• [Exercise]:
Answer these questions about the KubeCon recap below:
1. On what platform was the AWS Container Days event live-streamed?
2. What is the name of the container-centric Linux distribution AWS is working on?
3. How long do EKS control-plane upgrades regularly take, according to the author?

• [Reading passage]:
-- Opening Marker --
KubeCon + CloudNativeCon EU 2021 recap

2021-05-14

It's that time of the year again: spring means Kubecon!

AWS Container Days

Before the main Kubecon started, I attended the AWS Container Days event, live-streamed on Twitch (hip!).

Being AWS, of course it was highly EKS-centric, and very interesting.

AWS is working on their own container-centric linux distribution, called Bottlerocket. It sounds like a spiritual successor to CoreOS (my words, not theirs), with a focus on security and transactional, in-place updates. For example, it doesn't have SSH, or even a shell by default, but admin access is possible through SSM Session Manager, which means all node access will automatically be controlled by IAM and audited in Cloudwatch. Compliance nerds rejoice, this is super cool!

Bottlerocket nodes in Kubernetes updates can be controlled via an operator. I was hoping this could mean a no-downtime update (like, update everything including kernel like ksplice, restart the kubelet at most and call it a day?), but it still looks like a node reboot is unavoidable. Probably still a faster way to upgrade nodes than the standard “drain old nodes and have the cluster autoscaler bring up new ones”, and it keeps the local node data, but it doesn't feel very “immutable-infrastructure”-like.

Also mentioned in passing during one of the sessions: if you're deploying a Service Mesh to enjoy in-transit TLS… You may not need to? Some newer AWS instances do automagical transparent in-transit encryption!

The next session was a peek at the EKS Roadmap.

Looking back at was done in the previous year:

Security Groups for Pods
Secrets encryption with KMS
Secrets manager CSI driver
Helm support in ECR
Amazon EKS distro

A look ahead in 2021:

Version deprecation: AWS describes this as a security feature, which is counter-intuitive but true. Unmaintained versions of k8s are dangerous!
Guard Duty for k8s audit logs
Access Entry API
EKS API PrivateLink
Bottlerocket in Managed Node Groups
Signed Image Validation: yess!
DoD CC SRG (🤷 ?)
Parallel node groups updates
Karpenter node provisioning (more on Karpenter further down this blogpost)
5mn control plane creation: this is great, hopefully they also bring down the cluster upgrade time. Currently one of my major pet peeve with EKS, as control-plane upgrades regularly take 45mn+
15k node clusters
Cross-cluster service discovery
Elastic Fabric Adapter (?)
Prefix delegation: ? this is a new VPC feature, now coming to EKS; will increase pod density
Node groups Scale-to-Zero
IPv6 (yay!)
External clusters in AWS console (as long as they use the EKS distro I believe)
Cross-account cluster visibility, the same way some other resources can be shared cross-account
EKS Add-ons expansion:
- CoreDNS and kube-proxy
- OpenTelemetry, Fluentbit
- CSI Drivers
- Load Balancer Controller
- Metrics Server
^ Yes! This is great! Some of these resources (coredns, kube-proxy..) are set up as part of your cluster when you create it, but are then totally unmanaged and need to be manually upgraded. And they can't easily be brought into something like Helm or Terraform, as they already exist as resources – doing so would mean doing a terraform import or similar before managing them, which is very meh. Instead, having them managed along the cluster as add-ons is the right way to go, and I'm looking forward to it being available!
“EKS Anywhere”
-- Closing Marker --
• [Data section]:
-- Opening Marker --
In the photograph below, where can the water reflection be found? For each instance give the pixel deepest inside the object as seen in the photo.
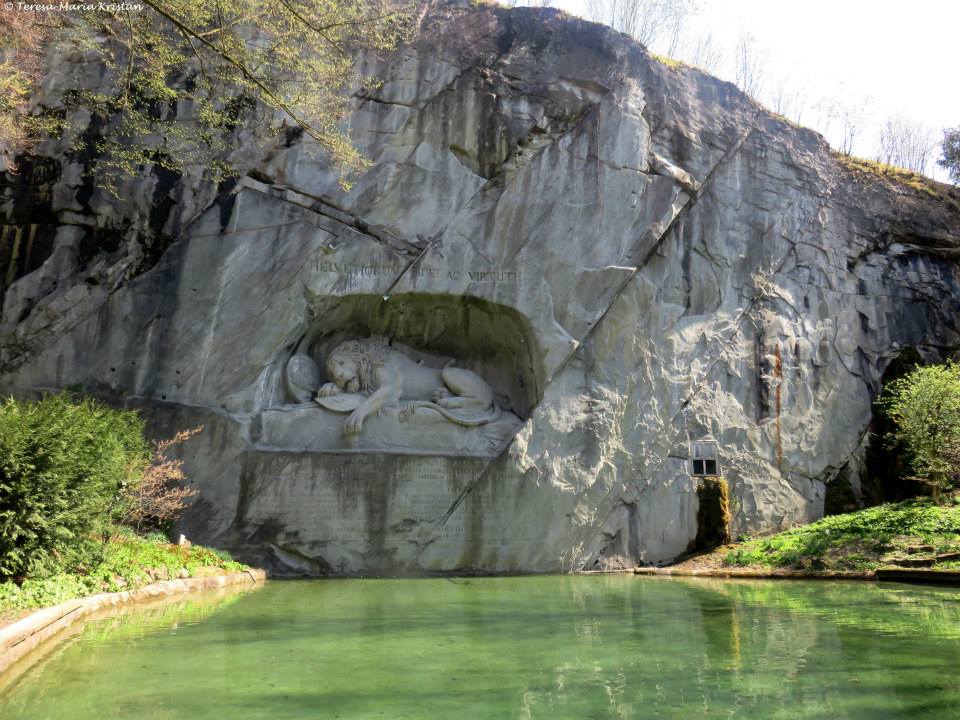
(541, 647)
-- Closing Marker --
-- Opening Marker --
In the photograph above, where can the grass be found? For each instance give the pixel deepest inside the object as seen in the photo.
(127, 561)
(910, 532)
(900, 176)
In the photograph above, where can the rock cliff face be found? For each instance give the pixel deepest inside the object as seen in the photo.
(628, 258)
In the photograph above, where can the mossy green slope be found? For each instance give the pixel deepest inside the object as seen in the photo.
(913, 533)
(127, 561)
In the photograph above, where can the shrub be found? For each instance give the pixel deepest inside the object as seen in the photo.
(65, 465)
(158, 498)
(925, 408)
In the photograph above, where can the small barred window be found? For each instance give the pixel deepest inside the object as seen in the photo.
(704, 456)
-- Closing Marker --
• [Solution to the exercise]:
1. Twitch.
2. Bottlerocket.
3. 45 minutes or more.